[DIRECTION 1] In the PostgreSQL lock thread, how large is the table without indexes?
[DIRECTION 2] For each statement, say whether it agrees with the PostgreSQL lock thread, and quote the words that decide it. (a) The table being indexed has six indexes. (b) pg_locks shows table names. (c) The job started at 9pm.
[DIRECTION 3] Continue the PostgreSQL lock thread with the next reply, picking up after its last line.

[SOURCE EXCERPT]
◇ ◇ ◇

Check pg_locks in regards to the table in question.

 

Regards,

Igor Neyman

 

thanks Igor I did, but not clear what that is telling me, there are 249 rows in there, nothing has a table name , they are all for the PID in the "analyze torque.impressions line that I listed above pid 25765.

 

Here is one for an exclusive lock, but what should I be looking for? There are no other processes on this box other than slon and this index creation.

 

 

 transactionid |          |            |      |       |            |      93588453 |         |       |          | 4/25823460         | 25765 | ExclusiveL

ock       | t       | f

 

Thanks

Tory 

 

There are objects OIDs in pg_lock, not names.

Find the OID of the table that you create your index for, and search pg_locks for the records referencing your table.

It cannot be that all records in pg_locks are for pid running “analyze”, there should be records with pid running your “create index”.

What’s the size of the table you are indexing?

Also, take a look at pg_stat_activity for long running transactions/queries.

 

Igor Neyman

 


the table is 90GB without indexes,  285GB with indexes and bloat,  The row count is not actually completing.. 125Million rows over 13 months, this table is probably close to 600million rows.

Yes I have long running queries, my job started last night at 9pm, it appears 3 of the 6 indexes on this table are completed, but I'm about to blow out my disk space, so I won't be able to give it much longer to run.... Bah!

16398 | clsdb | 25765 |       10 | postgres | slon.remoteWorkerThread_1 | 10.13.200.232 |                 |       45712 | 2015-08-25 21:12:01.619819-07 | 2015-08-25 21:22:08.68766-07  | 2015-08-25 22:16:03.10099-07  | 2015-08-25 22:16:03.100992-07 | f       | active | select "_cls".finishTableAfterCopy(143); analyze "torque"."impressions"; 

 16398 | lsdb | 25777 |       10 | postgres | slon.local_cleanup        | 10.13.200.232 |                 |       45718 | 2015-08-25 21:12:01.624032-07 | 2015-08-25 21:23:09.103395-07 | 2015-08-25 21:23:09.103395-07 | 2015-08-25 21:23:09.103397-07 | t       | active | begin;lock table "_cls".sl_config_lock;select "_cls".cleanupEvent('10 minutes'::interval);commit; 

there is nothing else in the pg_stat table other than a bunch of slony connections, these are the only 2 items that have been running since the index started last night at 10:16pm

2015-08-25 22:16:03 PDT CONFIG remoteWorkerThread_1: 67254824703 bytes copied for table "torque"."impressions"

The above is when it had finished copying the table and started on the index..

◇ ◇ ◇

[SUPPLIED ENTRIES]
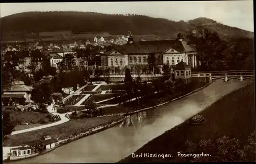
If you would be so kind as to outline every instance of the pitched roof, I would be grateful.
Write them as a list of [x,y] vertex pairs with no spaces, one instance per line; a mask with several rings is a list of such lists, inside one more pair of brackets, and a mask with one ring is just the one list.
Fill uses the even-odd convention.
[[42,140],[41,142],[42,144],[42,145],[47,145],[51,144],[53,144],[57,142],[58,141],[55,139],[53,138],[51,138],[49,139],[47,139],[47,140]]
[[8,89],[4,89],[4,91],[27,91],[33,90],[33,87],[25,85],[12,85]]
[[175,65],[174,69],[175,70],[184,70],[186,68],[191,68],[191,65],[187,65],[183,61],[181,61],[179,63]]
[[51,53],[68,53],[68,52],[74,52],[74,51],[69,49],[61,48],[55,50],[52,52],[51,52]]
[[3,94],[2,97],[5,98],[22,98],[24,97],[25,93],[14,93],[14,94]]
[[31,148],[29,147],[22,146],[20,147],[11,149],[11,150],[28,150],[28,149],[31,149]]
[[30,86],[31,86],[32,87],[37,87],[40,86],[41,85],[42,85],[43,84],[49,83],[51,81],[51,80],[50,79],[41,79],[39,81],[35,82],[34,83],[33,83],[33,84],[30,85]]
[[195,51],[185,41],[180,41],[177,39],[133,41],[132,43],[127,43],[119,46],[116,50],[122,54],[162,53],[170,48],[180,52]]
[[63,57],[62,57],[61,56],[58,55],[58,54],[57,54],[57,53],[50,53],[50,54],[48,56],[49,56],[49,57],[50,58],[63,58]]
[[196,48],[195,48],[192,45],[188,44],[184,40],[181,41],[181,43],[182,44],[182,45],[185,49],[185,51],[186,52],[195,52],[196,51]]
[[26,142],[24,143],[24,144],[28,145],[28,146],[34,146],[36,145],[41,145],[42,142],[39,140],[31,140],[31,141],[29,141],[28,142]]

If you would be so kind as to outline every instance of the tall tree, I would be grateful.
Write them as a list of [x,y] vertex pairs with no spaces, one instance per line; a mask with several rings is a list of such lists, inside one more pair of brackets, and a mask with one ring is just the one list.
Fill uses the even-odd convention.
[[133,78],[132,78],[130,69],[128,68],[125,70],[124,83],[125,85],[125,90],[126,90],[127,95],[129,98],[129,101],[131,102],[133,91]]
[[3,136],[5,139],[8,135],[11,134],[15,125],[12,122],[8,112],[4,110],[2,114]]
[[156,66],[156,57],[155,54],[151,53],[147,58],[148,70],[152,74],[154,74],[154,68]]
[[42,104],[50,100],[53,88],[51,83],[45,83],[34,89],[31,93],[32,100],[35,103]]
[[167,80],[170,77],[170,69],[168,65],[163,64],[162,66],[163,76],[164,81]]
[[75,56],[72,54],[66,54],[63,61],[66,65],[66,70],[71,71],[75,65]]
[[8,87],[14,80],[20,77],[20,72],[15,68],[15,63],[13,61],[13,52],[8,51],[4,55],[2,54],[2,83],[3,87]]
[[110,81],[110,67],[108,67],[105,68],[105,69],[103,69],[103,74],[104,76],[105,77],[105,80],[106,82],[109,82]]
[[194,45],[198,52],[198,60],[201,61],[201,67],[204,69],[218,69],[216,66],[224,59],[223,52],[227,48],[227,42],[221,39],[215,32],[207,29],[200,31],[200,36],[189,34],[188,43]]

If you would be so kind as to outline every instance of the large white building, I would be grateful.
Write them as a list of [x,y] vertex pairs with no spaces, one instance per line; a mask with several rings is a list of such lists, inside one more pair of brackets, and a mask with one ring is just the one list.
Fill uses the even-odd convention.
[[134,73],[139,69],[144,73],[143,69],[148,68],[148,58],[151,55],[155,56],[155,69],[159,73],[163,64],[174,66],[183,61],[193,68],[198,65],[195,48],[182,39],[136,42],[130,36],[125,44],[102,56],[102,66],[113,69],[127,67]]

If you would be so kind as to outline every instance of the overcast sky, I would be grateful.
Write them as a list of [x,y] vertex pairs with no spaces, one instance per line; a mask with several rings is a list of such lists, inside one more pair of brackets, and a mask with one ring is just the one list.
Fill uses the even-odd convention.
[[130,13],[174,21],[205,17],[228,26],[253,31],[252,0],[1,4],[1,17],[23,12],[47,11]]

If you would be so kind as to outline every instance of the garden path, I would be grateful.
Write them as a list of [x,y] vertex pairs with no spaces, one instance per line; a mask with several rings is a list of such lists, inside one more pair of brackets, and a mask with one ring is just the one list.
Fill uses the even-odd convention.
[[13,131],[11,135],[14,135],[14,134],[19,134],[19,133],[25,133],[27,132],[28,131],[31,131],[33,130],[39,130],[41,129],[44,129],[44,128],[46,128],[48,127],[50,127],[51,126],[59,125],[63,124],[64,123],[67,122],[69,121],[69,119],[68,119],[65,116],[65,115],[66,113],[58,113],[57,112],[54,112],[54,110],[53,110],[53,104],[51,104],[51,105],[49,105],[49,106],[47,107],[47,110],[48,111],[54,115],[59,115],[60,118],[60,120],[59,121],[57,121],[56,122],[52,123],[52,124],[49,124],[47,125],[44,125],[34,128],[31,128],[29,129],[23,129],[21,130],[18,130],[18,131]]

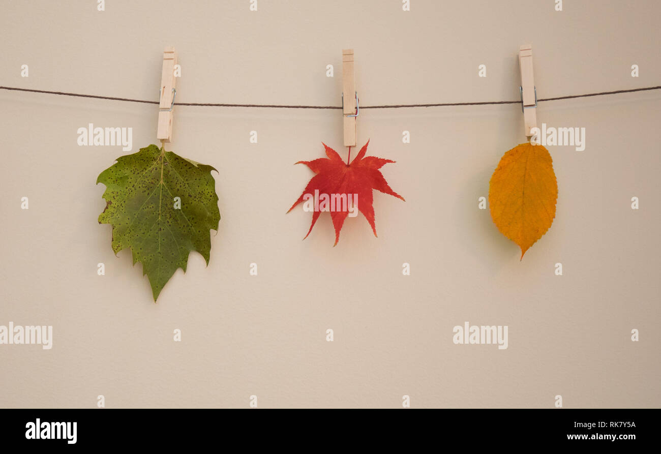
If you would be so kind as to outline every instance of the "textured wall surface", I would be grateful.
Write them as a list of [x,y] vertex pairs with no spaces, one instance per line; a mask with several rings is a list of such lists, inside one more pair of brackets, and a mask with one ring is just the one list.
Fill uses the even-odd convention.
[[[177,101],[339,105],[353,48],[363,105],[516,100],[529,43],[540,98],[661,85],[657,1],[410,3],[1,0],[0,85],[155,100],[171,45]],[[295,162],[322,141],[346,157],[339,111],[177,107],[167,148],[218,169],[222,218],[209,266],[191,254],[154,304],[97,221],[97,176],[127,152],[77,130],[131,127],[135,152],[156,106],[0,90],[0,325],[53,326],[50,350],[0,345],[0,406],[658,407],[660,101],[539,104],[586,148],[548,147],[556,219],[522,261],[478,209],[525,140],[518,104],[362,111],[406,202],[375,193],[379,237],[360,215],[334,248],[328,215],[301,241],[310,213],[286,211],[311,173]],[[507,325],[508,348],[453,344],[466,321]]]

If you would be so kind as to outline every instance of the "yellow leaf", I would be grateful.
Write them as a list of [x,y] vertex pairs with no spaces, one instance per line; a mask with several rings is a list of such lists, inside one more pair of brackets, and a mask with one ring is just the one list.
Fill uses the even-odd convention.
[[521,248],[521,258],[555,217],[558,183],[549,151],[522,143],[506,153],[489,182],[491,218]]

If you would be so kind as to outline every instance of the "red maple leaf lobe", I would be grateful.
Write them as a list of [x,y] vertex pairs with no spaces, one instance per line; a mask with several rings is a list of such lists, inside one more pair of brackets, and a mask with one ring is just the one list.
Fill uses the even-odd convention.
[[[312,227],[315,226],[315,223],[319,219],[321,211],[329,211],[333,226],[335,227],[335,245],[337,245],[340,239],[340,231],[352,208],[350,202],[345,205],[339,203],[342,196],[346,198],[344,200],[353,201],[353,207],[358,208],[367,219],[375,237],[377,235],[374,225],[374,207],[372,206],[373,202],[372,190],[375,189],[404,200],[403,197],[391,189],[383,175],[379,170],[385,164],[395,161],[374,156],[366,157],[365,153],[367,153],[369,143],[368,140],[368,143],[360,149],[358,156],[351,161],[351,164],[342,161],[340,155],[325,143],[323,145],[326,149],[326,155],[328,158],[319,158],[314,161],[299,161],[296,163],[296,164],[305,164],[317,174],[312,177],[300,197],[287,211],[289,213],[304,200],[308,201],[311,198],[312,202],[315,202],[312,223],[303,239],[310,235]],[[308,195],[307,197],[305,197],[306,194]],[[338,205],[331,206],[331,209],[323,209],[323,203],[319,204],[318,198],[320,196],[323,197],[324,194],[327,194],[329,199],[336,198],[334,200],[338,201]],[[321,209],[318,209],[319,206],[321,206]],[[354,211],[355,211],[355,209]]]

◇ ◇ ◇

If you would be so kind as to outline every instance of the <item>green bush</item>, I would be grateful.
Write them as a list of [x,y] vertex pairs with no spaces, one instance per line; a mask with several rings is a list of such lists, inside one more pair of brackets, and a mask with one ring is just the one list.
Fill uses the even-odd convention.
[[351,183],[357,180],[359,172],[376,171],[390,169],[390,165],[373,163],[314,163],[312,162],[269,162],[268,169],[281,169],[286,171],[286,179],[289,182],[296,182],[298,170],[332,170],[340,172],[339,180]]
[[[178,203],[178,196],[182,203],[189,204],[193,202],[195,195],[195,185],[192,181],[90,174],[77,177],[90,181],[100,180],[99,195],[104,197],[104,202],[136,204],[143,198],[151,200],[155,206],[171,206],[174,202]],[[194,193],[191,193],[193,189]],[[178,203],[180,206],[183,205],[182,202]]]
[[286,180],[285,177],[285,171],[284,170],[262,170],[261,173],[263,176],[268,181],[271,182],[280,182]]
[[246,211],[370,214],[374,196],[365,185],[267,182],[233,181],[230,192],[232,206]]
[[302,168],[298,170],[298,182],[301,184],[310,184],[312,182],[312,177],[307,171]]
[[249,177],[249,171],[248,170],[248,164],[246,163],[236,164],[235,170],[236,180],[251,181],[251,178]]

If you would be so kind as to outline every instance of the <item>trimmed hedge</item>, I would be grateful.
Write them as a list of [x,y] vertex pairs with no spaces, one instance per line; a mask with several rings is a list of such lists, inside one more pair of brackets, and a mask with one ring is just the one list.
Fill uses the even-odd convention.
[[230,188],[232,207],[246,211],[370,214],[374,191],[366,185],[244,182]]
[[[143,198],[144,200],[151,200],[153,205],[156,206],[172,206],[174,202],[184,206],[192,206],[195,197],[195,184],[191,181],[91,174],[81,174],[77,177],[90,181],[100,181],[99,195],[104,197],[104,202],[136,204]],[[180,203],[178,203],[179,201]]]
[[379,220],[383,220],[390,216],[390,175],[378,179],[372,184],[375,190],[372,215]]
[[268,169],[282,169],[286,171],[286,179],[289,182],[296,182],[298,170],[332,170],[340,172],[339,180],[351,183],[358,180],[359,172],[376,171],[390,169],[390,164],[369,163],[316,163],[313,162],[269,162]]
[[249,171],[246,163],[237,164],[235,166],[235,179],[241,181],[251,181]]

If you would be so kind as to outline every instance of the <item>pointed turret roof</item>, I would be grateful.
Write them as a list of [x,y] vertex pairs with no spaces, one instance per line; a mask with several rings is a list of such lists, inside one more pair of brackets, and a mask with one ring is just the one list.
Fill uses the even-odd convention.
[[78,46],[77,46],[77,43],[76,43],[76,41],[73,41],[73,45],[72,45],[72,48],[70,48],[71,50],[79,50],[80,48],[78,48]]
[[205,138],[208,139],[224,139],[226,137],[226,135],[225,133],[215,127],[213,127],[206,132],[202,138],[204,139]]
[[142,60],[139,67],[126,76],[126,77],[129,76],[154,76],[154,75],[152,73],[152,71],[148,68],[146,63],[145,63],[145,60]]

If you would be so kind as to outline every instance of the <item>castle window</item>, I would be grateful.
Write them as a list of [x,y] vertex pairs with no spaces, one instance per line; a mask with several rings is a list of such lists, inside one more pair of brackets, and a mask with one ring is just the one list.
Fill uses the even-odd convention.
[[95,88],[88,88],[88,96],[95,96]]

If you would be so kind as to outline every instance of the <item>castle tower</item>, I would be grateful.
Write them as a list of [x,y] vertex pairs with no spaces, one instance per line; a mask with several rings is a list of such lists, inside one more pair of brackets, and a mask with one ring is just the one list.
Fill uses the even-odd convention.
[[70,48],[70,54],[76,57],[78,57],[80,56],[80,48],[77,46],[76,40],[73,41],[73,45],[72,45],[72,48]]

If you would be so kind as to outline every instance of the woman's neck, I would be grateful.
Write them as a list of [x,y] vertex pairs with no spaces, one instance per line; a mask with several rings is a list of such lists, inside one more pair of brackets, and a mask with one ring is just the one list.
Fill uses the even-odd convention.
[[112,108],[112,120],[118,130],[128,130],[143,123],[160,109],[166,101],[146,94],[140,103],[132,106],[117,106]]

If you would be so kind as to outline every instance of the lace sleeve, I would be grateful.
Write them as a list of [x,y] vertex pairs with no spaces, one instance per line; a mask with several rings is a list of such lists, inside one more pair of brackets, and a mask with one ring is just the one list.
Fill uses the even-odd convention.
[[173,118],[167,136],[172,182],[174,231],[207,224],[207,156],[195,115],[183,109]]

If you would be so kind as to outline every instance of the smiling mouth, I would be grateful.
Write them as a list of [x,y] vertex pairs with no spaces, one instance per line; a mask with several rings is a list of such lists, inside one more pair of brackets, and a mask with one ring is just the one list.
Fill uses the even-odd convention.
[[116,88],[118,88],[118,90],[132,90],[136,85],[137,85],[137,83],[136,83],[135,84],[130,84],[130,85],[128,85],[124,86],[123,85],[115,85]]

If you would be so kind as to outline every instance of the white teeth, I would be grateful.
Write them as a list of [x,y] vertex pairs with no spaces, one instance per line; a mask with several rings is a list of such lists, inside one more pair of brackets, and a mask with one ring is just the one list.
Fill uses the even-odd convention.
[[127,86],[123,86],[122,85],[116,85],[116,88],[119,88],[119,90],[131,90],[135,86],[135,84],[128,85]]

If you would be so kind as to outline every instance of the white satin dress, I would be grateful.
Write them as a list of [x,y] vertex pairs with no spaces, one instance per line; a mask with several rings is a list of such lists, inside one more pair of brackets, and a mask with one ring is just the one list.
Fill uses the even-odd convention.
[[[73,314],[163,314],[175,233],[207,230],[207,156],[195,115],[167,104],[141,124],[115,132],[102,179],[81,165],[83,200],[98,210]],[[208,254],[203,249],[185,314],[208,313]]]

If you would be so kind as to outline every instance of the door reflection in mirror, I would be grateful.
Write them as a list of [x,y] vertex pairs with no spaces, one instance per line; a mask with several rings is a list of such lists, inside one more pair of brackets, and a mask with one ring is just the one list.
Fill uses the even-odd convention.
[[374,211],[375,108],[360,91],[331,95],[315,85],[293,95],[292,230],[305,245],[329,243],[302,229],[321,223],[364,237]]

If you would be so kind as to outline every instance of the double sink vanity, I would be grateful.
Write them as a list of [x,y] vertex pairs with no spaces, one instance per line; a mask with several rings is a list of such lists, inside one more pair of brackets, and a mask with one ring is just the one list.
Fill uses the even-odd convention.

◇ ◇ ◇

[FINAL RESULT 1] 90GB

[FINAL RESULT 2]
(a) Yes: "it appears 3 of the 6 indexes on this table are completed"
(b) No: "There are objects OIDs in pg_lock, not names."
(c) Yes: "my job started last night at 9pm"

[FINAL RESULT 3]
Well as I said I'm running out of storage as the index is creating some serious data on the filesystem, I'll have to kill it, try to massage the data a bit and increase the maintenance_work mem to use some of my 256GB of ram to try to get through this. Right now the 100% cpu process which is this index is only using 3.5GB and has been for the last 15 hours


Tory

Re: Index creation running now for 14 hours

From
Qingqing Zhou
Date:
On Wed, Aug 26, 2015 at 1:26 PM, Tory M Blue <tmblue@gmail.com> wrote:
>
> Right now the 100% cpu process which is this index is only using 3.5GB
> and has been for the last 15 hours
>

If 100% cpu, you can do 'sudo perf top' to see what the CPU is busy about.

Regards,
Qingqing


Re: Index creation running now for 14 hours

From
Tory M Blue
Date:


On Wed, Aug 26, 2015 at 2:45 PM, Qingqing Zhou <zhouqq.postgres@gmail.com> wrote:
On Wed, Aug 26, 2015 at 1:26 PM, Tory M Blue <tmblue@gmail.com> wrote:
>
> Right now the 100% cpu process which is this index is only using 3.5GB
> and has been for the last 15 hours
>

If 100% cpu, you can do 'sudo perf top' to see what the CPU is busy about.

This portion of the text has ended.